Seite:

=-=-=

Entscheidungsdatum: 20.12.2012
1. NV: Die Teilwertermittlung für ein einzelnes Wirtschaftsgut erfolgt durch das FG im Wege der Schätzung nach § 162 AO .
2. NV: Der von dem FG zu bestimmende Teilwert ist eine bestimmte feste Größe, die nicht nach einer Bandbreite zu bestimmen ist .
3. NV: Anforderungen an die Darlegung betreffend die Rügen des Vorliegens einer Divergenz, des Verstoßes gegen die Pflicht zur Sachverhaltsermittlung und der Nichtberücksichtigung des in den Verfahrensakten enthaltenen Vortrags .
Die Beschwerde hat keinen Erfolg. Die von den Klägern und Beschwerdeführern (Kläger) erhobenen Rügen sind teilweise unzulässig und teilweise ungeachtet der Zweifel an der Zulässigkeit jedenfalls unbegründet.
1. Die Voraussetzungen für die Zulassung der Revision zur Sicherung einer einheitlichen Rechtsprechung nach § 115 Abs. 2 Nr. 2 Alternative 2 der Finanzgerichtsordnung (FGO) wegen Abweichung von der Rechtsprechung anderer Gerichte liegen nicht vor.
a) Die Zulassung der Revision wegen Divergenz setzt voraus, dass das Finanzgericht (FG) in einer Rechtsfrage von der Entscheidung eines anderen Gerichts abgewichen ist, dass dabei über dieselbe Rechtsfrage entschieden wurde und diese für beide Entscheidungen rechtserheblich war, dass die Entscheidungen zu gleichen oder vergleichbaren Sachverhalten ergangen sind, dass die abweichend beantwortete Rechtsfrage im Revisionsverfahren geklärt werden kann und dass eine Entscheidung des Bundesfinanzhofs (BFH) zur Wahrung der Rechtseinheit erforderlich ist (vgl. u.a. BFH-Beschluss vom 31. März 2010 IV B 131/08, BFH/NV 2010, 1487). Eine Divergenz liegt deshalb nur vor, wenn das FG seiner Entscheidung einen abstrakten Rechtssatz zu Grunde gelegt hat, der mit tragenden Rechtsausführungen in der Divergenzentscheidung des anderen Gerichts nicht übereinstimmt (ständige Rechtsprechung, vgl. u.a. BFH-Beschlüsse vom 18. Januar 1991 VI B 140/89, BFHE 163, 204, BStBl II 1991, 309; vom 4. August 2010 X B 172/09, BFH/NV 2010, 2053, und vom 29. Mai 2012 IV B 33/11, BFH/NV 2012, 1468).

=-=-=

Aufgabenstellung 1:
Fasse den Beschlusstext zur Teilwertermittlung in zwei Sätzen zusammen.
Aufgabenstellung 2:
Führe den Beschlusstext zur Teilwertermittlung im Anschluss an seinen letzten Satz weiter.
Die Einträge spielen hierfür keine Rolle.

(Beschriftete Formeinträge)
=-=-=

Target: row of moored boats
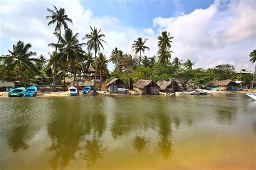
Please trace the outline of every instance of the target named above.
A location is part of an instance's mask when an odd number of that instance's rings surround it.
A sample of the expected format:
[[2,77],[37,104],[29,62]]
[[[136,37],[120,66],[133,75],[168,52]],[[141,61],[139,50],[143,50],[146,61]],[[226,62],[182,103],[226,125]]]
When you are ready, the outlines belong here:
[[[86,86],[83,89],[82,91],[83,94],[87,94],[91,90],[91,87],[90,86]],[[32,97],[36,96],[37,92],[37,88],[36,86],[30,86],[26,89],[23,87],[19,87],[14,88],[11,87],[8,87],[6,88],[7,91],[8,91],[9,97]],[[76,96],[78,94],[78,91],[77,89],[71,86],[69,88],[69,93],[70,96]]]

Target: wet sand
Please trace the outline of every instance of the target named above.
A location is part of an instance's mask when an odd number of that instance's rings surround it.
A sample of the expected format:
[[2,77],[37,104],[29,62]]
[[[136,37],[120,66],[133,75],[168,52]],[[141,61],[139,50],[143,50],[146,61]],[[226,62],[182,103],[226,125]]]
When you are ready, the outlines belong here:
[[[215,94],[241,94],[241,93],[245,93],[245,91],[235,91],[235,92],[230,92],[227,91],[215,91],[215,90],[203,90],[205,91],[207,91],[207,93],[211,94],[211,95],[215,95]],[[79,96],[90,96],[92,95],[91,93],[92,91],[91,91],[89,94],[83,94],[81,91],[79,91]],[[104,91],[97,91],[99,93],[97,95],[100,96],[124,96],[124,95],[138,95],[138,94],[133,91],[133,90],[129,90],[127,93],[125,94],[109,94],[107,93],[105,93]],[[163,94],[160,94],[160,95],[165,95]],[[167,94],[168,95],[168,94]],[[63,97],[63,96],[69,96],[69,91],[46,91],[46,92],[42,92],[38,90],[36,96],[37,97]],[[6,91],[0,91],[0,97],[8,97],[8,94]]]

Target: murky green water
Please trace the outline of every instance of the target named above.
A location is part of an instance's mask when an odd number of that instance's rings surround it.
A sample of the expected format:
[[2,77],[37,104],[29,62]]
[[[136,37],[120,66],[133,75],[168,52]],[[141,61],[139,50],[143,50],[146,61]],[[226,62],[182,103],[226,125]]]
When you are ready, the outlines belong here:
[[255,168],[245,95],[0,98],[0,169]]

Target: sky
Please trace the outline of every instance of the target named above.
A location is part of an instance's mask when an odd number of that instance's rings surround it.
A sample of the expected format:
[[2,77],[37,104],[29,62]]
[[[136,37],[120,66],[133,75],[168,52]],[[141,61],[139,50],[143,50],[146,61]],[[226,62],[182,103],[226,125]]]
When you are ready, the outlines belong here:
[[65,8],[73,20],[69,27],[80,42],[86,42],[82,38],[90,26],[101,29],[107,43],[101,52],[107,58],[115,47],[132,53],[131,45],[138,37],[147,39],[150,48],[143,55],[156,55],[157,38],[167,31],[174,37],[171,60],[190,59],[196,68],[230,63],[237,70],[254,69],[248,55],[256,49],[254,0],[1,0],[0,54],[22,40],[38,56],[49,58],[54,49],[48,45],[57,39],[55,25],[48,26],[45,17],[53,5]]

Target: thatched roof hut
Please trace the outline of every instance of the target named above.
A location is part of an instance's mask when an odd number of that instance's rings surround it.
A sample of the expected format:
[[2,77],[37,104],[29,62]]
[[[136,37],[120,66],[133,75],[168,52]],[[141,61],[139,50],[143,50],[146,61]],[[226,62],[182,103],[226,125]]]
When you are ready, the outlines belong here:
[[106,84],[107,91],[109,93],[125,93],[125,85],[120,79],[116,78]]
[[185,88],[187,91],[194,91],[197,89],[197,87],[194,84],[193,81],[190,79],[185,83]]
[[133,90],[137,91],[139,94],[158,95],[160,87],[151,80],[140,79],[132,84]]
[[232,80],[213,80],[210,85],[212,87],[219,88],[223,90],[233,90],[234,88],[237,86],[237,83]]
[[175,93],[172,87],[173,81],[170,80],[170,81],[161,81],[159,80],[157,82],[157,84],[160,87],[160,91],[166,93]]

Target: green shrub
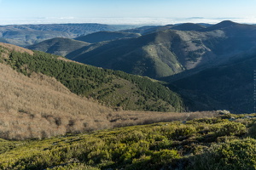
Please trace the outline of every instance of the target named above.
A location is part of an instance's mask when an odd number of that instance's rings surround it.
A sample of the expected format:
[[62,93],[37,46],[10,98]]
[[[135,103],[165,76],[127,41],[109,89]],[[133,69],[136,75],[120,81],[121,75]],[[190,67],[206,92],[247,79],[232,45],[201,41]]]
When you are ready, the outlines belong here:
[[187,169],[254,170],[256,140],[246,139],[213,145],[204,154],[195,156]]

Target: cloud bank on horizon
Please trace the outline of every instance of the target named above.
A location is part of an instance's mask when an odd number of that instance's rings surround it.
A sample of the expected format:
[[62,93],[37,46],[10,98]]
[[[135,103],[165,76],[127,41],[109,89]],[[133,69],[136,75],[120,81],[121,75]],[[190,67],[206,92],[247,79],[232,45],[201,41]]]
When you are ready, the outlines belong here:
[[75,17],[46,17],[30,19],[1,19],[0,26],[25,24],[67,24],[67,23],[99,23],[108,25],[141,25],[165,26],[179,23],[208,23],[217,24],[223,20],[232,20],[242,24],[256,24],[256,18],[75,18]]
[[255,6],[256,0],[0,0],[0,25],[214,24],[224,20],[256,24]]

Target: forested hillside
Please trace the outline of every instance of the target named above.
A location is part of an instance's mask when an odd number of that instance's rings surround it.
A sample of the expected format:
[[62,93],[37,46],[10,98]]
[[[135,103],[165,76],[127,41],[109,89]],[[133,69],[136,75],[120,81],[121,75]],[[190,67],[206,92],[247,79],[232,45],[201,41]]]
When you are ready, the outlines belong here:
[[16,71],[27,76],[37,72],[53,76],[71,92],[93,98],[107,106],[138,110],[184,110],[183,102],[177,94],[148,77],[82,65],[38,51],[33,55],[15,51],[7,52],[7,55],[2,60]]

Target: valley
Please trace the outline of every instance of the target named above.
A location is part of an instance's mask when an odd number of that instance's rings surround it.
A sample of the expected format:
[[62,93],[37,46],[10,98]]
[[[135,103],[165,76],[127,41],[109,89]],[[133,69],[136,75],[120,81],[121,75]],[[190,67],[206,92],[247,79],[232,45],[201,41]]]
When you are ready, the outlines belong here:
[[255,26],[6,26],[0,42],[0,169],[255,168]]

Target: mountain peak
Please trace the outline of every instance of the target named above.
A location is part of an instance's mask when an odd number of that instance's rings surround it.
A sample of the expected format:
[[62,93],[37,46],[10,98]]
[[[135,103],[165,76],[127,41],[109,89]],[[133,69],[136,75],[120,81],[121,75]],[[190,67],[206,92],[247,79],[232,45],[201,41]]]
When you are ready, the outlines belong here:
[[233,22],[232,20],[224,20],[217,25],[222,26],[234,26],[234,25],[237,25],[237,24],[238,23]]

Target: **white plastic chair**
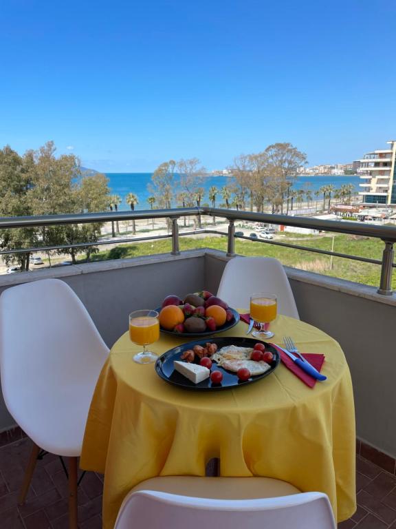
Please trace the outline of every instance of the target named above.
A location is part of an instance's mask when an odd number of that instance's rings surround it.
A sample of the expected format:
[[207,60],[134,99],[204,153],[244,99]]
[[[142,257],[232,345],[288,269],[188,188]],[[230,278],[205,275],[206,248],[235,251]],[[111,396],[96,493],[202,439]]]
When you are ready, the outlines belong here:
[[[287,495],[274,497],[283,490]],[[219,499],[222,492],[229,499]],[[301,493],[285,481],[257,477],[172,477],[143,481],[126,497],[115,525],[115,529],[132,527],[336,529],[325,494]]]
[[276,294],[278,313],[300,319],[294,296],[281,263],[272,257],[235,257],[228,261],[217,296],[235,309],[249,309],[255,292]]
[[0,373],[8,411],[34,446],[23,503],[40,450],[69,457],[70,527],[77,527],[77,457],[88,411],[109,354],[87,309],[58,279],[0,296]]

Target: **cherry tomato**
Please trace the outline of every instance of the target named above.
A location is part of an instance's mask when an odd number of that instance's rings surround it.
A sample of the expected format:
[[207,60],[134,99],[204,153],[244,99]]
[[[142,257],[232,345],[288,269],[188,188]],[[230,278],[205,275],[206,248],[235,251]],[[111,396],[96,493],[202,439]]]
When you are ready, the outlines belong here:
[[208,369],[210,369],[212,367],[212,360],[210,358],[208,358],[207,356],[204,356],[204,358],[201,358],[201,361],[199,362],[200,366],[204,366],[204,367],[207,367]]
[[266,351],[263,355],[263,360],[264,362],[272,362],[274,360],[274,355],[270,351]]
[[247,367],[241,367],[241,369],[238,369],[236,375],[238,375],[239,380],[241,380],[243,382],[248,380],[251,376],[250,371]]
[[213,384],[220,384],[223,380],[223,373],[221,371],[212,371],[210,373],[210,380]]
[[265,346],[264,345],[264,344],[258,343],[258,344],[256,344],[253,349],[254,349],[254,351],[261,351],[262,353],[264,353],[264,351],[265,351]]
[[263,353],[258,349],[254,349],[253,352],[250,355],[250,360],[255,362],[260,362],[263,360]]

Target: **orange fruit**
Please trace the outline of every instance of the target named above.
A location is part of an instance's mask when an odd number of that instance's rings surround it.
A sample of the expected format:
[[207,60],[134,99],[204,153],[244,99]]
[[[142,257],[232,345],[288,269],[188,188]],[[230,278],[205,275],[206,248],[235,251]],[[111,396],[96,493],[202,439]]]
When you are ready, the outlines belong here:
[[219,305],[211,305],[205,311],[206,316],[212,316],[216,322],[216,326],[220,327],[224,325],[227,319],[227,313]]
[[160,312],[160,324],[166,331],[173,331],[176,325],[183,323],[184,314],[177,305],[167,305]]

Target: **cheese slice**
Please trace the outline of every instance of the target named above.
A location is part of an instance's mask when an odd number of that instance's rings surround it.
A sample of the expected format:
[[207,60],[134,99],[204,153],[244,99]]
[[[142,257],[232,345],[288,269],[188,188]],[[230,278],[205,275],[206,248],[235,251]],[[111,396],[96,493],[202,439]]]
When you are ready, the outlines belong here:
[[199,384],[202,380],[209,378],[210,375],[210,369],[204,366],[199,366],[197,364],[173,360],[173,367],[194,384]]

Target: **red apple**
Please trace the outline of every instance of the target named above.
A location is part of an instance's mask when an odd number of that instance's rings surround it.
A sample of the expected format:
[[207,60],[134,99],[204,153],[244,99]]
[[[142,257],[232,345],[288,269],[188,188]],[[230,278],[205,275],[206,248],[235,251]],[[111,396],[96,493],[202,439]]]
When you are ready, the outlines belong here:
[[167,305],[181,305],[183,301],[180,299],[180,298],[179,298],[178,295],[170,294],[170,295],[167,295],[166,298],[165,298],[161,307],[164,308]]

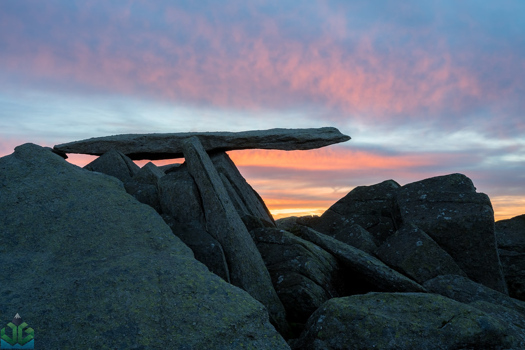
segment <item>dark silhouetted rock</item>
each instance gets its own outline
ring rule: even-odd
[[[159,179],[165,175],[166,174],[162,169],[151,162],[149,162],[133,175],[131,181],[140,182],[141,184],[156,186],[159,183]]]
[[[195,259],[217,276],[230,283],[229,272],[220,244],[204,230],[187,226],[168,215],[162,215],[175,235],[193,252]]]
[[[507,293],[496,248],[494,212],[461,174],[408,184],[396,196],[401,224],[412,222],[454,258],[469,278]]]
[[[357,224],[370,232],[376,245],[380,245],[396,229],[392,208],[394,197],[400,187],[395,181],[387,180],[372,186],[355,187],[320,217],[305,218],[306,225],[316,231],[348,242],[343,237],[355,232],[350,227]],[[356,242],[358,239],[354,237],[352,240]],[[364,247],[369,246],[368,242],[363,244]]]
[[[175,171],[177,169],[179,166],[182,165],[180,163],[175,163],[173,164],[166,164],[166,165],[161,165],[159,168],[164,172],[164,174],[167,174],[168,173],[171,173],[173,171]]]
[[[182,149],[201,194],[207,230],[222,246],[232,284],[262,303],[274,324],[284,331],[288,328],[285,309],[270,274],[213,163],[196,137],[185,140]]]
[[[420,284],[440,274],[467,277],[447,252],[414,225],[396,231],[375,253],[385,264]]]
[[[369,293],[334,298],[321,305],[293,348],[521,348],[524,331],[442,295]]]
[[[289,322],[304,323],[317,308],[338,296],[337,262],[311,242],[277,228],[250,232],[268,268]]]
[[[141,168],[131,180],[124,182],[124,187],[137,200],[162,213],[158,184],[159,179],[164,175],[164,172],[150,162]]]
[[[525,214],[496,221],[496,236],[509,295],[525,301]]]
[[[274,222],[270,210],[262,199],[246,182],[230,157],[224,152],[210,157],[215,168],[220,175],[230,198],[239,215],[252,215]]]
[[[84,167],[92,172],[114,176],[122,182],[131,179],[140,167],[122,153],[110,150]]]
[[[373,288],[364,292],[426,291],[414,281],[356,248],[301,225],[296,225],[291,232],[319,246],[340,261],[346,268],[346,271],[342,272],[343,278],[366,281]]]
[[[462,276],[452,274],[437,276],[427,281],[423,286],[429,293],[441,294],[461,303],[484,301],[513,309],[525,317],[525,302]]]
[[[158,186],[163,213],[206,230],[201,193],[185,165],[159,179]]]
[[[22,315],[38,348],[288,348],[114,177],[25,144],[0,184],[0,313]]]
[[[289,216],[287,218],[281,218],[275,220],[275,226],[277,228],[280,228],[285,231],[289,231],[296,224],[297,216]]]
[[[272,129],[240,132],[183,132],[167,134],[126,134],[93,137],[55,146],[65,153],[100,155],[117,150],[134,161],[181,158],[182,143],[193,136],[198,137],[206,152],[260,149],[262,150],[313,150],[344,142],[350,136],[335,128],[318,129]]]
[[[125,188],[126,192],[134,197],[141,203],[147,204],[157,213],[162,212],[156,185],[130,181],[124,183],[124,188]]]

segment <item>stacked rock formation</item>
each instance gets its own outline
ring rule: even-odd
[[[84,169],[19,146],[0,158],[0,320],[19,313],[45,348],[525,347],[525,225],[495,225],[466,176],[360,186],[320,217],[275,221],[225,153],[348,139],[273,129],[55,146],[100,156]],[[173,155],[184,162],[132,160]]]

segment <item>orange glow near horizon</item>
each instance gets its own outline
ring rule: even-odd
[[[228,152],[232,160],[242,171],[243,167],[258,166],[291,171],[345,169],[410,168],[411,166],[430,165],[424,155],[382,156],[361,151],[344,149],[319,149],[307,151],[245,150]],[[68,161],[84,166],[96,156],[69,154]],[[434,160],[436,161],[435,159]],[[148,160],[135,161],[143,166]],[[153,161],[157,166],[182,163],[184,158]],[[243,175],[246,177],[246,176]],[[353,187],[334,188],[329,185],[313,186],[296,180],[278,182],[261,177],[247,178],[248,183],[257,191],[276,219],[288,216],[321,215],[332,204],[344,197]],[[327,183],[329,179],[327,179]],[[490,198],[496,221],[509,219],[525,213],[525,198],[518,196],[493,196]]]

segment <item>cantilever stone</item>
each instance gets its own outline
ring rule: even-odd
[[[101,155],[110,150],[133,160],[182,157],[182,141],[196,136],[207,152],[259,149],[313,150],[350,139],[332,127],[318,129],[272,129],[239,132],[186,132],[125,134],[93,137],[55,146],[57,152]]]

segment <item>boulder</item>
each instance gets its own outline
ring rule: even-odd
[[[0,158],[0,319],[38,348],[288,348],[114,177],[25,144]]]
[[[385,264],[419,284],[440,274],[467,277],[447,252],[414,225],[396,231],[375,253]]]
[[[425,282],[423,286],[430,293],[439,294],[461,303],[486,302],[511,309],[525,317],[525,302],[463,276],[453,274],[437,276]],[[525,322],[525,319],[523,322]]]
[[[159,190],[156,185],[129,181],[124,183],[124,188],[125,188],[126,192],[134,197],[141,203],[150,206],[157,213],[162,213],[159,199]]]
[[[117,150],[133,160],[172,159],[183,156],[182,144],[197,136],[206,152],[260,149],[312,150],[350,139],[335,128],[272,129],[240,132],[127,134],[93,137],[55,146],[56,151],[100,155]]]
[[[289,322],[305,323],[321,304],[338,296],[337,262],[329,253],[283,230],[257,228],[250,234]]]
[[[169,215],[163,215],[162,218],[175,235],[190,247],[195,259],[206,265],[209,271],[230,283],[224,251],[217,240],[202,228],[188,226]]]
[[[131,181],[141,184],[157,185],[159,179],[166,175],[162,169],[148,162],[131,178]]]
[[[115,150],[109,150],[84,168],[114,176],[122,182],[131,180],[140,170],[133,161]]]
[[[496,236],[509,295],[525,301],[525,214],[496,221]]]
[[[207,231],[222,246],[232,283],[262,303],[274,324],[285,332],[286,313],[270,274],[213,163],[196,137],[185,140],[182,149],[201,194]]]
[[[341,263],[345,269],[341,272],[342,278],[354,281],[353,288],[351,282],[347,282],[350,289],[346,295],[370,291],[426,291],[414,281],[356,248],[301,225],[296,225],[291,232],[319,246]]]
[[[211,155],[210,158],[239,215],[241,217],[251,215],[275,223],[262,198],[246,182],[229,156],[225,152],[219,152]]]
[[[348,242],[344,238],[355,230],[357,224],[369,232],[376,245],[381,244],[396,230],[392,216],[394,197],[400,188],[393,180],[387,180],[371,186],[360,186],[337,201],[320,217],[307,219],[307,226],[316,231]],[[362,237],[364,246],[369,246],[368,237]],[[350,240],[351,239],[349,239]],[[358,237],[351,240],[361,245]]]
[[[298,218],[299,217],[297,216],[289,216],[286,218],[277,219],[275,220],[275,226],[277,228],[281,230],[289,231],[296,224]]]
[[[159,179],[158,186],[163,214],[187,226],[206,230],[201,193],[185,165]]]
[[[412,222],[454,259],[472,280],[507,294],[496,248],[494,211],[461,174],[403,186],[396,196],[397,225]]]
[[[309,319],[292,348],[522,348],[524,331],[496,315],[442,295],[369,293],[326,302]]]
[[[137,200],[162,214],[158,185],[159,179],[164,175],[164,172],[150,162],[141,168],[131,180],[124,182],[124,187]]]

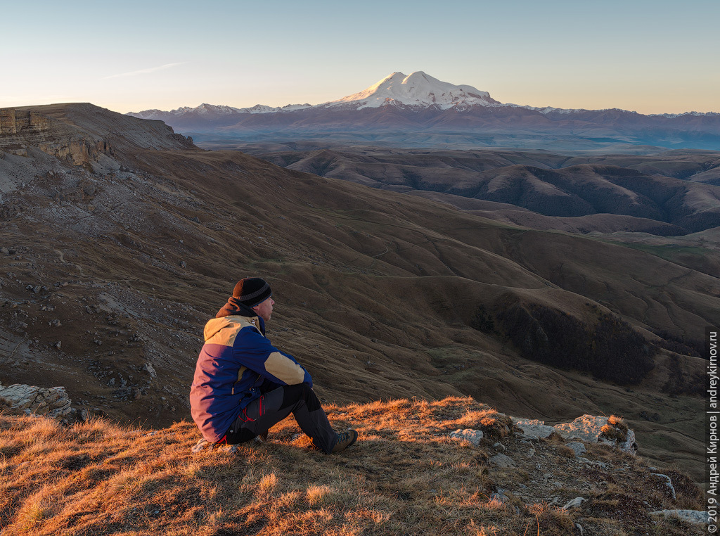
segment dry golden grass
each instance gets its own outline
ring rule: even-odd
[[[627,441],[627,424],[616,415],[611,415],[608,418],[608,424],[603,426],[600,430],[609,439],[615,439],[620,443]]]
[[[339,455],[307,448],[292,419],[270,431],[269,442],[239,445],[234,454],[193,454],[199,436],[191,423],[150,432],[102,420],[63,427],[43,417],[0,415],[0,531],[553,536],[573,534],[580,520],[595,524],[591,533],[615,534],[616,498],[626,492],[619,486],[614,495],[594,498],[590,521],[588,512],[528,502],[510,491],[505,502],[494,496],[500,487],[531,483],[539,461],[562,473],[574,460],[550,442],[524,460],[527,446],[510,435],[508,418],[472,398],[326,409],[337,429],[359,432],[358,442]],[[488,439],[473,447],[449,437],[457,428],[482,429]],[[499,439],[526,465],[488,465]],[[652,500],[670,507],[667,499]]]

=-=-=

Lösung 1:
Das FG ermittelt den Teilwert eines einzelnen Wirtschaftsguts durch Schätzung nach § 162 AO als feste Größe und nicht nach einer Bandbreite. Die Beschwerde der Kläger bleibt ohne Erfolg, weil ihre Rügen teils unzulässig, teils unbegründet sind und die Voraussetzungen für eine Zulassung der Revision wegen Divergenz nicht vorliegen.

Lösung 2:
b) Eine Divergenz ergibt sich aus den Darlegungen der Kläger nicht. Denn das FG hat seiner Entscheidung keine abstrakten Rechtssätze zu Grunde gelegt, die mit tragenden Rechtsausführungen in den von den Klägern bezeichneten BFH-Urteilen vom 17. Oktober 2001 I R 103/00 (BFHE 197, 68, BStBl II 2004, 171), vom 6. April 2005 I R 22/04 (BFHE 209, 460, BStBl II 2007, 658), vom 17. August 2005 IX R 10/05 (BFHE 211, 151, BStBl II 2006, 71) und vom 21. April 2010 X R 43/08 (BFH/NV 2010, 1436) nicht übereinstimmen.
aa) Die Kläger gehen davon aus, dass der vom FG aufgestellte Rechtssatz, dass bei Vorliegen einer verdeckten Entnahme durch Verkauf des Wirtschaftsguts einer Personengesellschaft an ihre Gesellschafter oder ihnen nahestehende Personen zu einem Kaufpreis unterhalb der Bandbreite fremdüblicher Preise für die Bewertung der verdeckten Entnahme nicht der niedrigste innerhalb dieser Bandbreite liegende Wert, sondern der unabhängig von dieser Untergrenze zu schätzende Teilwert anzusetzen sei, der zuvor genannten Rechtsprechung des BFH widerspreche.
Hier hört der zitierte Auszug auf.